**任务要求:**
请将下方材料中所有含有“building”一词的行逐一摘出，每行照原文抄录。

**练习材料:**

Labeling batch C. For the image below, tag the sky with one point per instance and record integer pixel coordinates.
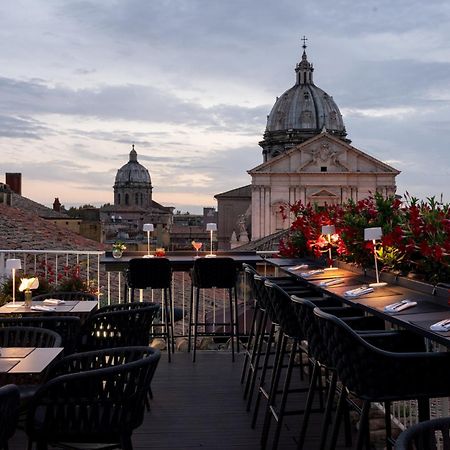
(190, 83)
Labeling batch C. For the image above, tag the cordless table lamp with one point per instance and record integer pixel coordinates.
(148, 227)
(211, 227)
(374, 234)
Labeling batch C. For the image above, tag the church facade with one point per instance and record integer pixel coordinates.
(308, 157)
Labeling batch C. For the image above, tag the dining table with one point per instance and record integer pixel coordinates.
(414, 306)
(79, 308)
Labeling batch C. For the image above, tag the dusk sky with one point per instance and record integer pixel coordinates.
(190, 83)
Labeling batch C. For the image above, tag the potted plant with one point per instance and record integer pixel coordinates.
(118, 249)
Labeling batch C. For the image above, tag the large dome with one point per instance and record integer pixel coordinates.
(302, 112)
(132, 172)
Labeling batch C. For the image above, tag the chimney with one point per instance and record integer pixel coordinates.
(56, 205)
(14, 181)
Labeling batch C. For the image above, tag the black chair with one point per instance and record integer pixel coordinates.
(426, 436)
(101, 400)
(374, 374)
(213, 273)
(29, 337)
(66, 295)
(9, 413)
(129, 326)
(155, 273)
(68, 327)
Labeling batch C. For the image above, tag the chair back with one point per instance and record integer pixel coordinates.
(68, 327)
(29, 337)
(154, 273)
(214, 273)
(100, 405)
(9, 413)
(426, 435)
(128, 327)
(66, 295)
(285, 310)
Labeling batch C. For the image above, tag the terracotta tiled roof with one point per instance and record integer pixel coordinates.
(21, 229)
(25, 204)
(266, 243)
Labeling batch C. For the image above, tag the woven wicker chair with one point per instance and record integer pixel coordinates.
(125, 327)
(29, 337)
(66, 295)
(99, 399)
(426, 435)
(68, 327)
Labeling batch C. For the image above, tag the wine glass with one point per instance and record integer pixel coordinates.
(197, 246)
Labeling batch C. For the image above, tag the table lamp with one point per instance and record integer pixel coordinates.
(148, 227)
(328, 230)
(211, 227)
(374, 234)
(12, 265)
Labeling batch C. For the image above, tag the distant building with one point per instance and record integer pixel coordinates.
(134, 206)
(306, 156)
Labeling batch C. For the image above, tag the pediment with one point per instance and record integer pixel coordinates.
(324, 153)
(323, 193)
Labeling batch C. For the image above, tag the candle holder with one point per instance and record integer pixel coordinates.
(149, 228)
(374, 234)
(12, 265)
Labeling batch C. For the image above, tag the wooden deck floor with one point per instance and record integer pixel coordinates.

==

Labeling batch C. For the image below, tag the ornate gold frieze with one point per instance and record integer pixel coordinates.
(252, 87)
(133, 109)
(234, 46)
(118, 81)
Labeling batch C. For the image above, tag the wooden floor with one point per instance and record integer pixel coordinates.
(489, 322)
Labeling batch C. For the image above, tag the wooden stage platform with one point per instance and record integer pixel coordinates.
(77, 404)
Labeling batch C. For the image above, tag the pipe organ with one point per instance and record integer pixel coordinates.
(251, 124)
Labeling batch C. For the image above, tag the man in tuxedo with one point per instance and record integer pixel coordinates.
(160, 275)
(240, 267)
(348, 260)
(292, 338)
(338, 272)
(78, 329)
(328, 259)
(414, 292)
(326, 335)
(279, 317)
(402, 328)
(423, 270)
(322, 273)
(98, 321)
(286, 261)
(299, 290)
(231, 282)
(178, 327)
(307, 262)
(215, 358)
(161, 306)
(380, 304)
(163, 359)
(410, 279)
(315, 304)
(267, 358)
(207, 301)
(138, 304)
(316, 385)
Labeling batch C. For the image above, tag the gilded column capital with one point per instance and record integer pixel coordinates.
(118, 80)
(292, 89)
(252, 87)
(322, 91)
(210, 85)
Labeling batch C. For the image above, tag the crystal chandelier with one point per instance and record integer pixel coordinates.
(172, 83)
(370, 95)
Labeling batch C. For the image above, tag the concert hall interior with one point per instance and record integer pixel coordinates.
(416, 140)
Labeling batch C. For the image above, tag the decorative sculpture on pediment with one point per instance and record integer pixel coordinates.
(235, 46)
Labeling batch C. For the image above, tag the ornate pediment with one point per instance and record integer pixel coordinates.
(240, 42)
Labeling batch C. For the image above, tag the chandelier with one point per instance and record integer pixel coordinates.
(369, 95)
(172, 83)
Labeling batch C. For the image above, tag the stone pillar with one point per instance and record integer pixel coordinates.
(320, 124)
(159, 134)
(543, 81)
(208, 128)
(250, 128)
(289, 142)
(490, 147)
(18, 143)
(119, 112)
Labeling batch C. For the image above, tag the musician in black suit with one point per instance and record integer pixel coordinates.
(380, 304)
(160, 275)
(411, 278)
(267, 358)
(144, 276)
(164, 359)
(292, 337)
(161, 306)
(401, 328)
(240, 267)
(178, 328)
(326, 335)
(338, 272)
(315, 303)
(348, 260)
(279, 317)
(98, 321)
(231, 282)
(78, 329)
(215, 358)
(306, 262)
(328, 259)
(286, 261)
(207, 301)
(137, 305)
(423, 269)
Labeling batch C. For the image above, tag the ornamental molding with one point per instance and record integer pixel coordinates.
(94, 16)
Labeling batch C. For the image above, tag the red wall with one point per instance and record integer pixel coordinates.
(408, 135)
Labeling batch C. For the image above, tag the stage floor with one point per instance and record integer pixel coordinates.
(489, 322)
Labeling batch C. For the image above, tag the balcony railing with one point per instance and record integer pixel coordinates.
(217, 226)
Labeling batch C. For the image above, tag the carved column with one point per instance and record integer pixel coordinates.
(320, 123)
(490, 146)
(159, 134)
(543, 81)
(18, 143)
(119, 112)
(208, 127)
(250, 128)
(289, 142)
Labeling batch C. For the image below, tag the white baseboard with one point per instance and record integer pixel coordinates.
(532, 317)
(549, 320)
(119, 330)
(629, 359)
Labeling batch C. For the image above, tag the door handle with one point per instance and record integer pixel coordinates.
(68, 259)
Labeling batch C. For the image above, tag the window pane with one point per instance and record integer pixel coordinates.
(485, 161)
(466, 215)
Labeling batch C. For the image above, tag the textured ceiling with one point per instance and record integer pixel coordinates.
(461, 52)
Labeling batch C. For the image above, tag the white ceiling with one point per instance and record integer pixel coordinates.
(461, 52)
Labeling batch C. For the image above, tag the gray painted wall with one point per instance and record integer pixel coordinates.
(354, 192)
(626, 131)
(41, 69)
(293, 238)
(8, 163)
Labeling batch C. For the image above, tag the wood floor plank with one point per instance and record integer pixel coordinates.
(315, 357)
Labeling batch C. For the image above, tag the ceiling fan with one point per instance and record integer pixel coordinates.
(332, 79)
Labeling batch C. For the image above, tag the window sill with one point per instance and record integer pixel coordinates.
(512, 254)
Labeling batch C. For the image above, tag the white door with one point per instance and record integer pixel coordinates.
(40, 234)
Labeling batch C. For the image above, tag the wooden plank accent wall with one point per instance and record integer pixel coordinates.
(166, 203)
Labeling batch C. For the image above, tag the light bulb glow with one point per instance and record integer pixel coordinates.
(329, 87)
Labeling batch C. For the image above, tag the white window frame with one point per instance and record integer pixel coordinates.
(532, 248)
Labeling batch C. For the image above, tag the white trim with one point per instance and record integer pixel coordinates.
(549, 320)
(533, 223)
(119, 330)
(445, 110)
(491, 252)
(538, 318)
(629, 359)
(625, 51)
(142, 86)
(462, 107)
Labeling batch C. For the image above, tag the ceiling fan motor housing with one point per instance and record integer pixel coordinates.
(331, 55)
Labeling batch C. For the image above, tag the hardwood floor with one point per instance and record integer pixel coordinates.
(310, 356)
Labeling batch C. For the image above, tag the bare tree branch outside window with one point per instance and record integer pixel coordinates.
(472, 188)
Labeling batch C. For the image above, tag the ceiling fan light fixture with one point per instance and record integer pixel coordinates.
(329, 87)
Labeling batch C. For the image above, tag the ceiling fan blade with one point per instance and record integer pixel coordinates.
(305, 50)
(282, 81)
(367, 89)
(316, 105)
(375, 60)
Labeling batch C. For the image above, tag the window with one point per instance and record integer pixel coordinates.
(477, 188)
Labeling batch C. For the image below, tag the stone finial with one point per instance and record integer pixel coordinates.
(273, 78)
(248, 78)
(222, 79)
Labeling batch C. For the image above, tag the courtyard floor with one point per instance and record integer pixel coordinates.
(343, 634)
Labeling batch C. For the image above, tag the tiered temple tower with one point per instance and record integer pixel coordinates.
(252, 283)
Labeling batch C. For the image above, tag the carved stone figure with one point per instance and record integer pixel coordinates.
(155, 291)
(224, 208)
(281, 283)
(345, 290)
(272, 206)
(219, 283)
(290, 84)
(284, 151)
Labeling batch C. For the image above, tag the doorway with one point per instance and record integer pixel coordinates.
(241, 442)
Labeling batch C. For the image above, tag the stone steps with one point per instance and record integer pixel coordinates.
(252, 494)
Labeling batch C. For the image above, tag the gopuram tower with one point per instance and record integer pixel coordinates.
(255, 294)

--

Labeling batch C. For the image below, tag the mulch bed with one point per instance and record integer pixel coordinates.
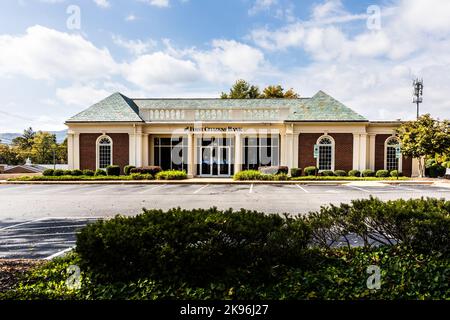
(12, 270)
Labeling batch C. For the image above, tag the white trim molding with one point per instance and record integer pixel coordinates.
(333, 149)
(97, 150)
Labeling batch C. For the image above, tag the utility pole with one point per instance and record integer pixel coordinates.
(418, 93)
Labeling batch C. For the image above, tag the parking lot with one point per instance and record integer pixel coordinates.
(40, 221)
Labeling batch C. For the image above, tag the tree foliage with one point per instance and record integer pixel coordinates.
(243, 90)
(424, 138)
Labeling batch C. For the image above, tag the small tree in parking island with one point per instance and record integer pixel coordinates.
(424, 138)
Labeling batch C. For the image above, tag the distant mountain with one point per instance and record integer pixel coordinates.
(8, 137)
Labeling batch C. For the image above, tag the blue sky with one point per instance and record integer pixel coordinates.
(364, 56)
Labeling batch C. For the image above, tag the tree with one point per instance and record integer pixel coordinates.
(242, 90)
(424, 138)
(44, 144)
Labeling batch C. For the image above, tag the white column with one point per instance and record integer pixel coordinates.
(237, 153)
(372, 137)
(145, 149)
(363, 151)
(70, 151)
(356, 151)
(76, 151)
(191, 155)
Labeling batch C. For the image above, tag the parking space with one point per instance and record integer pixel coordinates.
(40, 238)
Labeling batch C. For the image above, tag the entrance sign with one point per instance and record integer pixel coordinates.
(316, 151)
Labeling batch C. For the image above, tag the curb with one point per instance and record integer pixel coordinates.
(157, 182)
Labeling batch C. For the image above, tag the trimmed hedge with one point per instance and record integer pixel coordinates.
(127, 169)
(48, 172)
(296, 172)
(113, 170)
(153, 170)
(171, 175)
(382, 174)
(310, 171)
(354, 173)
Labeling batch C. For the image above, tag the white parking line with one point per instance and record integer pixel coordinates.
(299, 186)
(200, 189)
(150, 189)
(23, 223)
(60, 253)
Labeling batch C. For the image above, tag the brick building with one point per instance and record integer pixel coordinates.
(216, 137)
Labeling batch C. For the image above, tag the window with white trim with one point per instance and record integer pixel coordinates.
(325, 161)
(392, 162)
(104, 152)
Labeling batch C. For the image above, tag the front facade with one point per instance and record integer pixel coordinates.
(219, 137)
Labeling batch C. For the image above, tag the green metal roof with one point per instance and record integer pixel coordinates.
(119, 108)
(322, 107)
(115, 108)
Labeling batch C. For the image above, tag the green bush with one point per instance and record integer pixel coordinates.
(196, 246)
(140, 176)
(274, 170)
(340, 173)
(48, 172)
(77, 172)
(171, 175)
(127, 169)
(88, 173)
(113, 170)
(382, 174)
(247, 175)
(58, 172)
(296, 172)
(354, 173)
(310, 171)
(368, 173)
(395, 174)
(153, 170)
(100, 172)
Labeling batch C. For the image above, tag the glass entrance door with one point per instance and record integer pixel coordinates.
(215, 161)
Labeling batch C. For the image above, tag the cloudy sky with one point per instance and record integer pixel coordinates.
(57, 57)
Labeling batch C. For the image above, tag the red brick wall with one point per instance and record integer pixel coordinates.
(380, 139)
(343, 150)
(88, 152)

**参考解答:**
Labeling batch C. For the image above, tag the distant building with one point per instance and record integer pixel coordinates.
Labeling batch C. For the image above, tag the brick building with one point per instance and record integer pixel coordinates.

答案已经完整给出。